Update the lines below by replacing "blue sky" with "clear sky" wherever it occurs, keeping everything else the same. Leave the pictures out of your answer.
--- --- ---
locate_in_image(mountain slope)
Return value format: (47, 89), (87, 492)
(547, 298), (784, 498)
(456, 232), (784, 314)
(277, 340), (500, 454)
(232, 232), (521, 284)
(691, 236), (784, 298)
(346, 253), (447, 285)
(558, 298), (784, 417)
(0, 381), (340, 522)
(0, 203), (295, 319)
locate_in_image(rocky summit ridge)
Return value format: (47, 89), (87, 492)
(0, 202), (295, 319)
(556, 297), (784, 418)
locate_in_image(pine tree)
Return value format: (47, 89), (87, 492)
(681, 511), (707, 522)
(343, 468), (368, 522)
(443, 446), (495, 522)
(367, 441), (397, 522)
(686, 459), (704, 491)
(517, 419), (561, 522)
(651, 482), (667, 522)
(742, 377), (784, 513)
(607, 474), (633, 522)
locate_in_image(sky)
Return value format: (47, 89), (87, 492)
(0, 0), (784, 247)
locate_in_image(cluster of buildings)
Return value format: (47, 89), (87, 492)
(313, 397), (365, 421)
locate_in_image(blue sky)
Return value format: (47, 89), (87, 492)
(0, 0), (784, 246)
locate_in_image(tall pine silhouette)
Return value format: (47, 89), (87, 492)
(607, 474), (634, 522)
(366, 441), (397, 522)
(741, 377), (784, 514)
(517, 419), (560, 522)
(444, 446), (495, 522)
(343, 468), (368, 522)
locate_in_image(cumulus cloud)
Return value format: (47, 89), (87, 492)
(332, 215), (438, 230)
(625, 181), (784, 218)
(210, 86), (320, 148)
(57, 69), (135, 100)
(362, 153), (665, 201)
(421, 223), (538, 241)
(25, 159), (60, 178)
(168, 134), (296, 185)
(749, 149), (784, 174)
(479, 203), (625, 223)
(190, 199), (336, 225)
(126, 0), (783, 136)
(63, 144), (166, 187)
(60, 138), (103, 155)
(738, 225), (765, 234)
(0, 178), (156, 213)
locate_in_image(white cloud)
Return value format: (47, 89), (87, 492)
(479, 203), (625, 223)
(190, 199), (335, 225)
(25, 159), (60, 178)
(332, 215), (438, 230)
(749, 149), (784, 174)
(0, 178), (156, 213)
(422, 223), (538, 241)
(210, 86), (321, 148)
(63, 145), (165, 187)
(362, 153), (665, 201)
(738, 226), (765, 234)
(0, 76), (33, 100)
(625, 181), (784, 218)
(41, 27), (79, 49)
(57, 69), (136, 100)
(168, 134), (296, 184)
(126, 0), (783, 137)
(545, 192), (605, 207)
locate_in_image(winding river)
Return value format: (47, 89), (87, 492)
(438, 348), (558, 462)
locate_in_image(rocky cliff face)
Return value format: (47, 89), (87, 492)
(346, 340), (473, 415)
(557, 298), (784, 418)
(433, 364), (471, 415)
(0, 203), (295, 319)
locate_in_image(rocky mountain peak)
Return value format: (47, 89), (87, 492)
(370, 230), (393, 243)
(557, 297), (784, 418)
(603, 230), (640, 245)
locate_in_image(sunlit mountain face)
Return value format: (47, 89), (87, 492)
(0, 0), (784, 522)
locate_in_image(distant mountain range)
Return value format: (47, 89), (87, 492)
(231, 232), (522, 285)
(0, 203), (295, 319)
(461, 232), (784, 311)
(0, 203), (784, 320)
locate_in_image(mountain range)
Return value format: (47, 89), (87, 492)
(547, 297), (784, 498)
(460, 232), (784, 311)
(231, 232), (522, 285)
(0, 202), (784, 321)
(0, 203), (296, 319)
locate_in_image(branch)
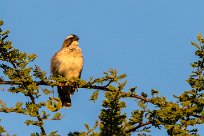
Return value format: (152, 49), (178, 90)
(126, 121), (152, 133)
(0, 78), (150, 102)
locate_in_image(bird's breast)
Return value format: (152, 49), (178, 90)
(52, 48), (83, 80)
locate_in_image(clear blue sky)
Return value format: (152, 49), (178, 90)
(0, 0), (204, 135)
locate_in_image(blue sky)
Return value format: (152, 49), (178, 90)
(0, 0), (204, 135)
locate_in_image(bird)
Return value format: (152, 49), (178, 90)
(51, 34), (84, 108)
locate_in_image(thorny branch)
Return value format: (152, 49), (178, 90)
(0, 78), (150, 102)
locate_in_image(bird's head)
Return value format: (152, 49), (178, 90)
(62, 34), (79, 48)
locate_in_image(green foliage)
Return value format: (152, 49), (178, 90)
(0, 21), (204, 136)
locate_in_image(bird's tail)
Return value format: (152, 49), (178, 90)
(57, 86), (72, 108)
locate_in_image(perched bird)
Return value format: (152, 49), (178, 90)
(51, 34), (84, 107)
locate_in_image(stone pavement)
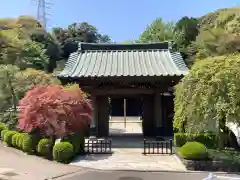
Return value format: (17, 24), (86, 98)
(71, 148), (186, 171)
(0, 143), (83, 180)
(109, 117), (142, 135)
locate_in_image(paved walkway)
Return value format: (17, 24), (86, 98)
(0, 142), (83, 180)
(109, 117), (142, 135)
(71, 148), (186, 171)
(71, 137), (186, 171)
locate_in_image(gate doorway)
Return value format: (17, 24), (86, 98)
(109, 97), (143, 136)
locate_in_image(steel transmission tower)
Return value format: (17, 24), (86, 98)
(35, 0), (52, 29)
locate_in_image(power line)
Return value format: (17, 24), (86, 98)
(33, 0), (53, 29)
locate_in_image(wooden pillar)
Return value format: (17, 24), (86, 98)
(97, 96), (109, 137)
(154, 92), (164, 136)
(142, 95), (155, 137)
(91, 94), (98, 131)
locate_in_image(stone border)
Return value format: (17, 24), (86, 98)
(175, 152), (240, 172)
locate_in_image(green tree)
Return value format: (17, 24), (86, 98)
(138, 18), (175, 43)
(52, 22), (111, 59)
(174, 54), (240, 148)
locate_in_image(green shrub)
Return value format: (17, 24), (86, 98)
(37, 138), (53, 158)
(1, 129), (9, 141)
(174, 133), (187, 147)
(12, 133), (20, 147)
(53, 142), (74, 163)
(0, 122), (7, 132)
(179, 141), (208, 160)
(62, 132), (85, 154)
(22, 134), (39, 153)
(188, 132), (218, 149)
(16, 133), (25, 149)
(174, 132), (217, 148)
(4, 131), (18, 146)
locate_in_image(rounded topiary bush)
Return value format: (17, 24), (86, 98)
(179, 142), (208, 160)
(1, 129), (9, 141)
(37, 138), (53, 158)
(22, 134), (38, 153)
(53, 142), (74, 163)
(4, 131), (18, 146)
(12, 133), (20, 147)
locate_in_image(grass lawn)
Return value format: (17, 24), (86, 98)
(208, 149), (240, 164)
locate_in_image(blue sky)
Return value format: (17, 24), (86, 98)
(0, 0), (240, 42)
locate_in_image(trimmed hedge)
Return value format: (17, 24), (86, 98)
(61, 132), (85, 154)
(37, 138), (53, 158)
(179, 142), (209, 160)
(4, 131), (18, 146)
(174, 132), (217, 148)
(22, 134), (39, 153)
(1, 129), (9, 141)
(53, 142), (74, 163)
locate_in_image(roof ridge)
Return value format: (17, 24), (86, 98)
(78, 41), (172, 51)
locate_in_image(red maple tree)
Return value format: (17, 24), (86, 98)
(19, 85), (92, 137)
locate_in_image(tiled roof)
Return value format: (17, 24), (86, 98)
(58, 43), (188, 78)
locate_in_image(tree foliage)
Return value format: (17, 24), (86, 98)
(53, 22), (111, 59)
(174, 54), (240, 136)
(19, 85), (92, 137)
(138, 18), (175, 43)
--- --- ---
▶ RESULT OF THE EXERCISE:
locate_in_image(mountain slope)
Return value format: (47, 89), (87, 492)
(547, 298), (784, 498)
(456, 232), (784, 314)
(277, 340), (500, 454)
(232, 232), (521, 284)
(691, 236), (784, 298)
(346, 253), (447, 285)
(558, 298), (784, 417)
(0, 381), (340, 522)
(0, 203), (295, 319)
locate_in_image(rocky summit ridge)
Return value format: (47, 89), (87, 492)
(0, 202), (295, 319)
(556, 297), (784, 418)
locate_in_image(pine tree)
Return value format: (47, 89), (87, 492)
(681, 511), (707, 522)
(343, 468), (368, 522)
(443, 446), (495, 522)
(367, 441), (397, 522)
(686, 459), (704, 491)
(517, 419), (561, 522)
(651, 482), (667, 522)
(742, 377), (784, 513)
(607, 474), (633, 522)
locate_in_image(sky)
Return value format: (47, 89), (87, 492)
(0, 0), (784, 247)
locate_in_image(cluster of buildings)
Return value format: (47, 89), (87, 492)
(313, 397), (365, 421)
locate_in_image(clear sky)
Return value format: (47, 89), (87, 492)
(0, 0), (784, 246)
locate_in_image(tall pine silhouette)
Return value format: (47, 89), (87, 492)
(607, 474), (634, 522)
(366, 441), (397, 522)
(741, 377), (784, 514)
(517, 419), (560, 522)
(444, 446), (495, 522)
(343, 468), (368, 522)
locate_in_image(cumulus cloud)
Return value format: (47, 89), (87, 492)
(332, 215), (438, 230)
(625, 181), (784, 218)
(210, 86), (320, 148)
(57, 69), (135, 100)
(362, 153), (665, 201)
(421, 223), (538, 241)
(25, 159), (60, 178)
(168, 134), (296, 185)
(749, 149), (784, 174)
(479, 203), (625, 223)
(190, 199), (336, 225)
(126, 0), (783, 136)
(63, 144), (166, 187)
(60, 138), (103, 155)
(738, 225), (765, 234)
(0, 178), (156, 213)
locate_in_image(white cloud)
Return value format: (47, 89), (87, 492)
(479, 203), (625, 223)
(190, 199), (335, 225)
(25, 159), (60, 178)
(332, 215), (438, 230)
(749, 149), (784, 174)
(0, 178), (156, 213)
(422, 223), (538, 241)
(210, 86), (321, 148)
(63, 145), (165, 187)
(362, 153), (665, 201)
(738, 226), (765, 234)
(0, 76), (33, 100)
(625, 181), (784, 218)
(41, 27), (79, 49)
(57, 69), (136, 100)
(168, 134), (296, 184)
(126, 0), (783, 137)
(545, 192), (605, 207)
locate_in_image(winding river)
Return value format: (47, 89), (87, 492)
(438, 348), (558, 462)
locate_in_image(rocky cliff face)
Return value format: (47, 89), (87, 492)
(346, 340), (473, 415)
(557, 298), (784, 418)
(433, 364), (471, 415)
(0, 203), (295, 319)
locate_in_image(rocky mountain peak)
Return value format: (47, 89), (87, 492)
(370, 230), (393, 243)
(557, 297), (784, 418)
(603, 230), (640, 245)
locate_in_image(sunlit mountain face)
Return value format: (47, 89), (87, 492)
(0, 0), (784, 522)
locate_in_image(distant mountain range)
Return value format: (47, 89), (87, 492)
(231, 232), (522, 285)
(0, 203), (295, 319)
(461, 232), (784, 311)
(0, 203), (784, 320)
locate_in_image(mountain range)
Return value format: (47, 89), (87, 492)
(547, 297), (784, 498)
(460, 232), (784, 311)
(231, 232), (522, 285)
(0, 202), (784, 321)
(0, 203), (296, 319)
locate_in_image(branch)
Return value format: (152, 49), (178, 90)
(126, 121), (152, 133)
(0, 78), (150, 102)
locate_in_image(bird's breast)
Return value format: (152, 49), (178, 90)
(52, 48), (83, 80)
locate_in_image(clear clear sky)
Return value format: (152, 49), (178, 90)
(0, 0), (204, 135)
locate_in_image(clear sky)
Return value format: (152, 49), (178, 90)
(0, 0), (204, 135)
locate_in_image(bird)
Return value format: (152, 49), (178, 90)
(51, 34), (84, 108)
locate_in_image(thorny branch)
Return value format: (152, 49), (178, 90)
(0, 78), (150, 102)
locate_in_image(bird's head)
Return value format: (152, 49), (178, 90)
(62, 34), (79, 48)
locate_in_image(green foliage)
Return value format: (152, 49), (178, 90)
(0, 21), (204, 136)
locate_in_image(bird's tail)
Return value format: (152, 49), (178, 90)
(57, 86), (72, 108)
locate_in_image(perched bird)
Return value format: (152, 49), (178, 90)
(51, 34), (84, 107)
locate_in_image(stone pavement)
Return value format: (17, 24), (86, 98)
(71, 148), (186, 171)
(0, 143), (83, 180)
(109, 117), (142, 135)
locate_in_image(paved walkway)
Return value format: (17, 24), (86, 98)
(0, 142), (83, 180)
(109, 117), (142, 135)
(71, 148), (186, 171)
(71, 137), (186, 171)
locate_in_image(gate doorway)
Return value format: (17, 24), (86, 98)
(109, 97), (143, 136)
locate_in_image(steel transmission tower)
Return value format: (17, 24), (86, 98)
(35, 0), (52, 29)
locate_in_image(power line)
Return value format: (17, 24), (86, 98)
(33, 0), (53, 29)
locate_in_image(wooden pillar)
Return value format: (17, 24), (86, 98)
(97, 96), (109, 137)
(154, 92), (164, 136)
(142, 95), (155, 137)
(91, 94), (98, 131)
locate_in_image(stone border)
Return value format: (17, 24), (86, 98)
(175, 152), (240, 172)
locate_in_image(green tree)
Return value format: (17, 24), (86, 98)
(138, 18), (175, 43)
(52, 22), (111, 59)
(174, 54), (240, 148)
locate_in_image(green shrub)
Return value format: (17, 24), (86, 98)
(37, 138), (53, 158)
(1, 129), (9, 141)
(174, 133), (187, 147)
(12, 133), (20, 147)
(53, 142), (74, 163)
(0, 122), (7, 132)
(179, 141), (208, 160)
(62, 132), (85, 154)
(22, 134), (39, 153)
(188, 132), (218, 149)
(16, 133), (25, 149)
(174, 132), (217, 148)
(4, 131), (18, 146)
locate_in_image(rounded topiary bush)
Return value format: (17, 24), (86, 98)
(179, 142), (208, 160)
(1, 129), (9, 141)
(37, 138), (53, 158)
(22, 134), (38, 153)
(53, 142), (74, 163)
(4, 131), (18, 146)
(12, 133), (20, 147)
locate_in_image(grass lawn)
Return value format: (17, 24), (86, 98)
(208, 149), (240, 164)
locate_in_image(clear sky)
Return value format: (17, 24), (86, 98)
(0, 0), (240, 42)
locate_in_image(trimmed hedge)
Return value format: (17, 24), (86, 98)
(61, 132), (85, 154)
(37, 138), (53, 158)
(179, 142), (209, 160)
(4, 131), (18, 146)
(174, 132), (217, 148)
(22, 134), (39, 153)
(1, 129), (9, 141)
(53, 142), (74, 163)
locate_in_image(roof ridge)
Return value format: (17, 24), (86, 98)
(78, 41), (172, 51)
locate_in_image(red maple tree)
Return value format: (17, 24), (86, 98)
(19, 85), (92, 137)
locate_in_image(tiled roof)
Return value format: (17, 24), (86, 98)
(58, 43), (188, 78)
locate_in_image(tree foliage)
Return value format: (17, 24), (86, 98)
(53, 22), (111, 59)
(174, 54), (240, 136)
(19, 85), (92, 137)
(138, 18), (175, 43)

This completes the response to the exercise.